## What the exercise asks:
Please replace "pixel coordinates" with "x-y coordinates" throughout the lines below and give them again, leaving everything else untouched.

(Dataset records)
>>>>>

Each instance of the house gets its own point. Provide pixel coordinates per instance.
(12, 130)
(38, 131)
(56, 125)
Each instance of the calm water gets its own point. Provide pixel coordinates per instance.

<<<<<

## Full output:
Each instance of the house gets its own point. Provide x-y coordinates per instance.
(12, 130)
(38, 131)
(56, 125)
Each instance of the calm water gets its own point. Provide x-y coordinates per instance.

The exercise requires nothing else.